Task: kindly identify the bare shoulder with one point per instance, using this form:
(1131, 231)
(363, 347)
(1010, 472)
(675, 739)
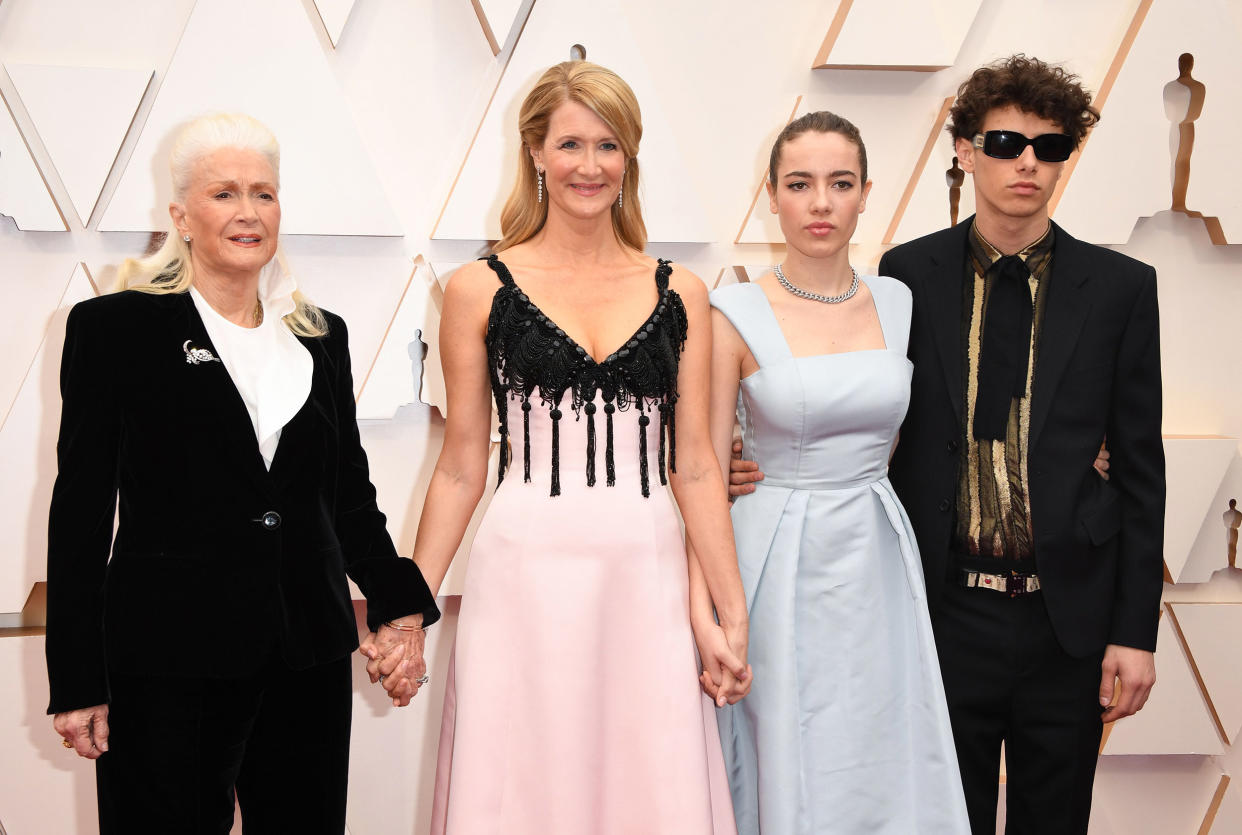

————————

What needs to be done – Restate each line of the material word for word, skipping any picture.

Result of this task –
Task: kindly identify the bare shoulder with one point per instance, using this form:
(1131, 231)
(363, 347)
(1010, 472)
(675, 739)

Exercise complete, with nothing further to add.